* Requirement *
Everything below from the line with "Identify the blurred" to the last line, both included, is to be written out exactly, with nothing added.
------------------------
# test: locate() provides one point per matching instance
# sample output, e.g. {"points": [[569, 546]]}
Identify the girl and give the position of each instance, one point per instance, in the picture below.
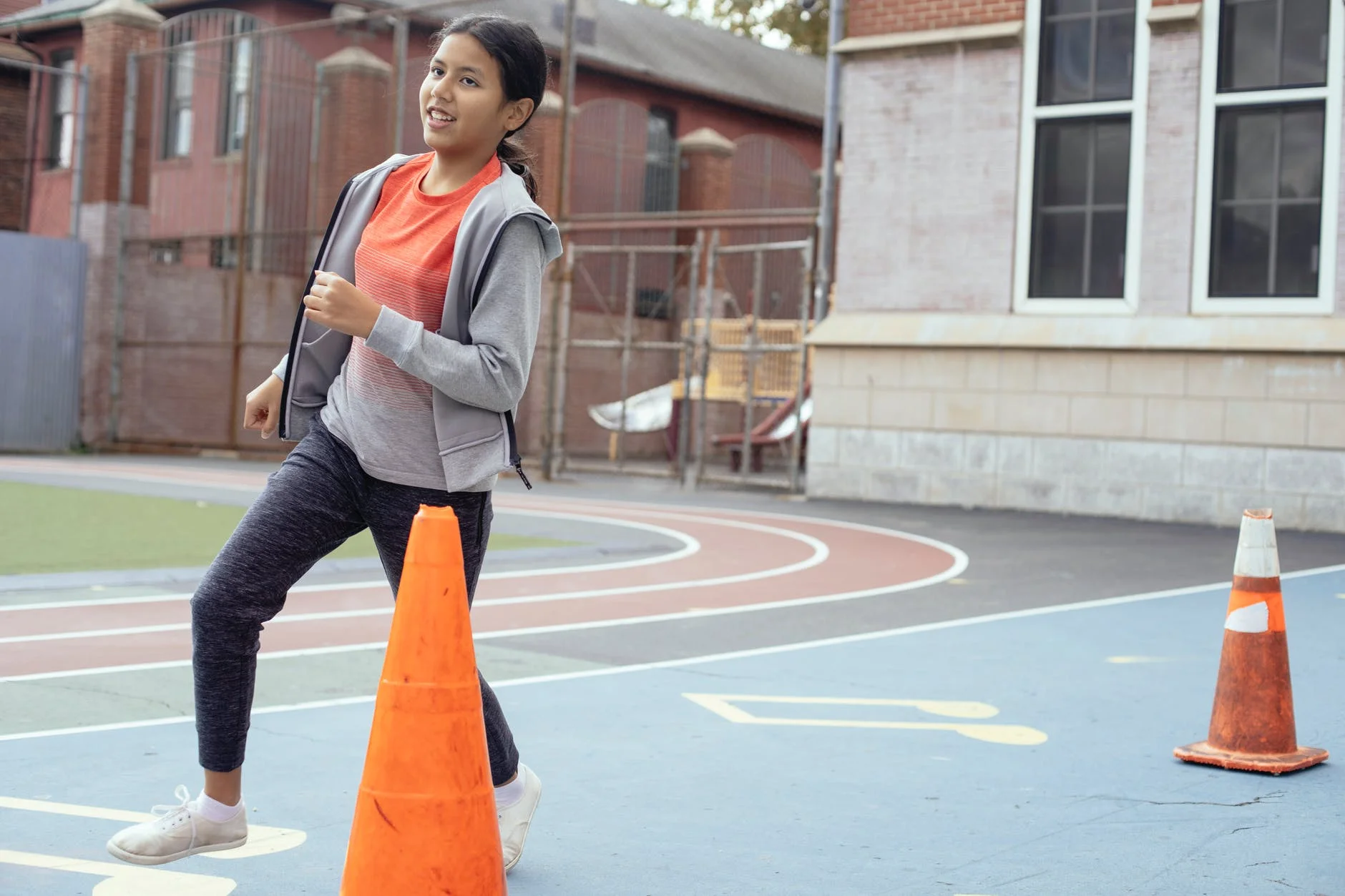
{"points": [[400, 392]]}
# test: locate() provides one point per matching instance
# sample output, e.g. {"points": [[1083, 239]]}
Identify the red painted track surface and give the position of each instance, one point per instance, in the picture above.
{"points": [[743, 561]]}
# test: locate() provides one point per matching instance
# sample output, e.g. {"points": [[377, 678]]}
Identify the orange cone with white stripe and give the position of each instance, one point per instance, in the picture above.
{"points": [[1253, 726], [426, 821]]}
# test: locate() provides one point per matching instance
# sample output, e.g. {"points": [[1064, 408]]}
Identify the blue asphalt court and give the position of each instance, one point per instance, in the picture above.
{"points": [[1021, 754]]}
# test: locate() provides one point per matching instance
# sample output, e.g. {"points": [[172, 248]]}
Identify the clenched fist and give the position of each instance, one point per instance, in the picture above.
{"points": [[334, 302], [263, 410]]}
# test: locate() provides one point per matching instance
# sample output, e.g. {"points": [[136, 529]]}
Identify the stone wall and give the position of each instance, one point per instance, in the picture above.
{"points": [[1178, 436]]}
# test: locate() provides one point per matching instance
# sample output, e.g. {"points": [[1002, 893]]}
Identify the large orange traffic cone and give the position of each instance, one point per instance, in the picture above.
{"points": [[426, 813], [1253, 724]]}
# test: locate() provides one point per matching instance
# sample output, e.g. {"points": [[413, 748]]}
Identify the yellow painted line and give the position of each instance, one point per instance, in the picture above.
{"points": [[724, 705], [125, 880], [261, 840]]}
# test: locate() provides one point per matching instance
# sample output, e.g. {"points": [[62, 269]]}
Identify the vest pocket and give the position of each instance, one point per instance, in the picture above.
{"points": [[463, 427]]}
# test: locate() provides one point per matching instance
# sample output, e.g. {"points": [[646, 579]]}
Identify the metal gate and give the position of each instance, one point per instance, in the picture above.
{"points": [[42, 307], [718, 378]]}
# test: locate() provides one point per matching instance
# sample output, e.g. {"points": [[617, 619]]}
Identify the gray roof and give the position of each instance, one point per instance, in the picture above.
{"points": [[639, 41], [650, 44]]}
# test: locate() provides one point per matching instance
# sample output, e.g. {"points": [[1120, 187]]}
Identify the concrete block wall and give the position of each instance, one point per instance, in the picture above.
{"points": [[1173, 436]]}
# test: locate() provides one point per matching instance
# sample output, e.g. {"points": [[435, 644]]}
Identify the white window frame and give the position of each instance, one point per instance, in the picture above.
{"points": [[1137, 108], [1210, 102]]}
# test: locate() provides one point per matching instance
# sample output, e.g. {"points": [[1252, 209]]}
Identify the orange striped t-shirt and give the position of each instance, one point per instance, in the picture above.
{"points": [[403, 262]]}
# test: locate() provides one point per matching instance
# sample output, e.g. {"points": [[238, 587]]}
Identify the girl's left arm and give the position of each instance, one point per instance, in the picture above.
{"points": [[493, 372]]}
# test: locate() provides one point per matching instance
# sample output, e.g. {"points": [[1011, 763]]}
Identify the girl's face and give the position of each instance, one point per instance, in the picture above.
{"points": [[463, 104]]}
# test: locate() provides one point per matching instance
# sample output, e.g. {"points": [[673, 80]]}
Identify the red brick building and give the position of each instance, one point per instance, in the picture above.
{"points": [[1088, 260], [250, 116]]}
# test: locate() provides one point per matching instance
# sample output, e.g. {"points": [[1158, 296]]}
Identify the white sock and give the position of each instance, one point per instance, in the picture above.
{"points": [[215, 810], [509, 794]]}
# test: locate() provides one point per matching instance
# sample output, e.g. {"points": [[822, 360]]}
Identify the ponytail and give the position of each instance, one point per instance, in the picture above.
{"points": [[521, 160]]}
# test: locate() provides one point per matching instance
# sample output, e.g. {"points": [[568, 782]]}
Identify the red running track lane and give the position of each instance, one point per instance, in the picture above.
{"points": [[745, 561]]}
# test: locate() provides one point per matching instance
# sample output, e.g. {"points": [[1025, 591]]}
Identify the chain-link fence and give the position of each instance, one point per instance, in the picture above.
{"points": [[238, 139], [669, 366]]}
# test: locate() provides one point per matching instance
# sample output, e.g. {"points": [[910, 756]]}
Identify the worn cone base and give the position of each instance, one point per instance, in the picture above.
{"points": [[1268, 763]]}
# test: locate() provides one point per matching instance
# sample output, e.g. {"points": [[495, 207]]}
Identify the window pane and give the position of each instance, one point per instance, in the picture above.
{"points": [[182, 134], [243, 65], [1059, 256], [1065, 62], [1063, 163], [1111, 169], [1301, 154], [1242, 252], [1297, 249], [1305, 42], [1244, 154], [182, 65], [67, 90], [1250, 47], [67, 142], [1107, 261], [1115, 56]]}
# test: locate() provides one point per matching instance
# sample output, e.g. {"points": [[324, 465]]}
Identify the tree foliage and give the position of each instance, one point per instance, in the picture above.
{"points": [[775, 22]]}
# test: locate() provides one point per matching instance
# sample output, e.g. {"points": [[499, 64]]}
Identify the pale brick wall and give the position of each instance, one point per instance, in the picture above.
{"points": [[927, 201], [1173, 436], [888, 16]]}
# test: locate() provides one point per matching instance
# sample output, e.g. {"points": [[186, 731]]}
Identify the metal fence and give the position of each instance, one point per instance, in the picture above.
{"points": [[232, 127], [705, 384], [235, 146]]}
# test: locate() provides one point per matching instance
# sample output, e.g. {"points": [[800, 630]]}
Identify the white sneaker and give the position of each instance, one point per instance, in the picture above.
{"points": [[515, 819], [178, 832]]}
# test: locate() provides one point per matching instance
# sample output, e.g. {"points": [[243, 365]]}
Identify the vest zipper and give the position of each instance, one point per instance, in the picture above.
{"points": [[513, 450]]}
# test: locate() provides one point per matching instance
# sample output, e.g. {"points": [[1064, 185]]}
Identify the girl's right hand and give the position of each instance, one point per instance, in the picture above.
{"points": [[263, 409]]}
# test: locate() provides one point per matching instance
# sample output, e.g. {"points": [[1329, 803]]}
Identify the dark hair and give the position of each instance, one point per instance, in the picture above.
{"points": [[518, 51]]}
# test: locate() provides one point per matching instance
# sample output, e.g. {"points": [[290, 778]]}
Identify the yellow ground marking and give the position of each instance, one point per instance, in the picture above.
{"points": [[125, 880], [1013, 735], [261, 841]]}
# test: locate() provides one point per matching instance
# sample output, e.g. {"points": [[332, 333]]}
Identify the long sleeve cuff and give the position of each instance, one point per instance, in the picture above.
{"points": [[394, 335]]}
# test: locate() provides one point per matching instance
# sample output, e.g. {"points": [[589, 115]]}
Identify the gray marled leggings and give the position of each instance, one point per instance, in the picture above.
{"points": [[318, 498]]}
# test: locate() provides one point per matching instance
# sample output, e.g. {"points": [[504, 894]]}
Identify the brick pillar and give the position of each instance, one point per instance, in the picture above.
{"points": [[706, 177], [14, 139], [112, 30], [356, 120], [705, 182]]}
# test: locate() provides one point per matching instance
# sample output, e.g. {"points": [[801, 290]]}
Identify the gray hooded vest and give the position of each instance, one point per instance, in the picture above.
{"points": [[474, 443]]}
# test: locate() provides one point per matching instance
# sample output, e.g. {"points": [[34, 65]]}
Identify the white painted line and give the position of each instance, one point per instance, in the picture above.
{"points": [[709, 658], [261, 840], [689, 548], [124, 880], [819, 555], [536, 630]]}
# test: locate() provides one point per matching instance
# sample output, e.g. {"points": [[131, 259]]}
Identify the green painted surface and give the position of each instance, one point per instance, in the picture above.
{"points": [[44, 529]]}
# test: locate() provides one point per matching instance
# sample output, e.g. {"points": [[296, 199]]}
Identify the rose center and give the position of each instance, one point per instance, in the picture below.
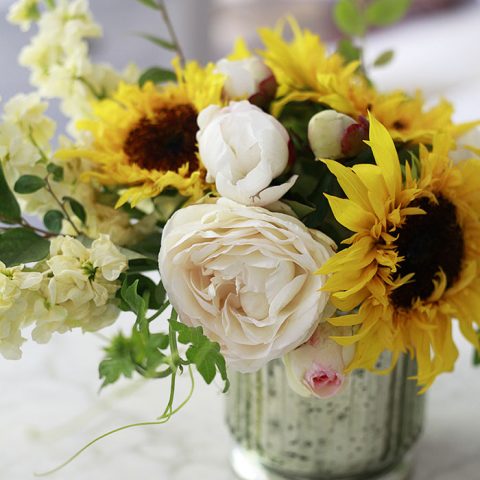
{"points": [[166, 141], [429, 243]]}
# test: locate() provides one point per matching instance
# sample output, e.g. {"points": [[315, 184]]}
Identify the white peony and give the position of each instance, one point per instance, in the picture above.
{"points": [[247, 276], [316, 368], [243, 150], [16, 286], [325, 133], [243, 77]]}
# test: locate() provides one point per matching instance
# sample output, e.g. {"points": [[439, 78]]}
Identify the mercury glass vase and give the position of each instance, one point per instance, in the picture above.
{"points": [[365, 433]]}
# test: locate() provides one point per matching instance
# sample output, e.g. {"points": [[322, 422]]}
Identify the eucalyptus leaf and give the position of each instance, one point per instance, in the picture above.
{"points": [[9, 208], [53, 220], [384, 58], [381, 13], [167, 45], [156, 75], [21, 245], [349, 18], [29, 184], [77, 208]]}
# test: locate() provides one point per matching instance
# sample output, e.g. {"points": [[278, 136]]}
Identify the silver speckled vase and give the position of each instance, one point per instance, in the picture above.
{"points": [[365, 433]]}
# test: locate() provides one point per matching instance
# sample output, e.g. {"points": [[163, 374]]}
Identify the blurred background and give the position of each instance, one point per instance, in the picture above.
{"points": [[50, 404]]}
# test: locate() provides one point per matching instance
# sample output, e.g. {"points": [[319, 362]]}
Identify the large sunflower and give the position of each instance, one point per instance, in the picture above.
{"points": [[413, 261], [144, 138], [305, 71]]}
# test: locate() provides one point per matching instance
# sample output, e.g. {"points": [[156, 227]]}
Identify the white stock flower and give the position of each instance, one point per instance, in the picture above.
------------------------
* Task output *
Identify the blurred background and give the position of each instance, one point per instance, in the picture above.
{"points": [[50, 404]]}
# test: locate() provides one point per matching instance
# sample output, e.g. {"points": [[319, 362]]}
Identify the large sunflower and give the position of each instance, one point per instance, in the picture above.
{"points": [[413, 261], [144, 138], [305, 71]]}
# test: locate() provides one point per matching instance
# sample output, e.g. {"points": [[156, 227]]}
Identify the white stock flower and give the position of each instance, one point per instance, in the picture above.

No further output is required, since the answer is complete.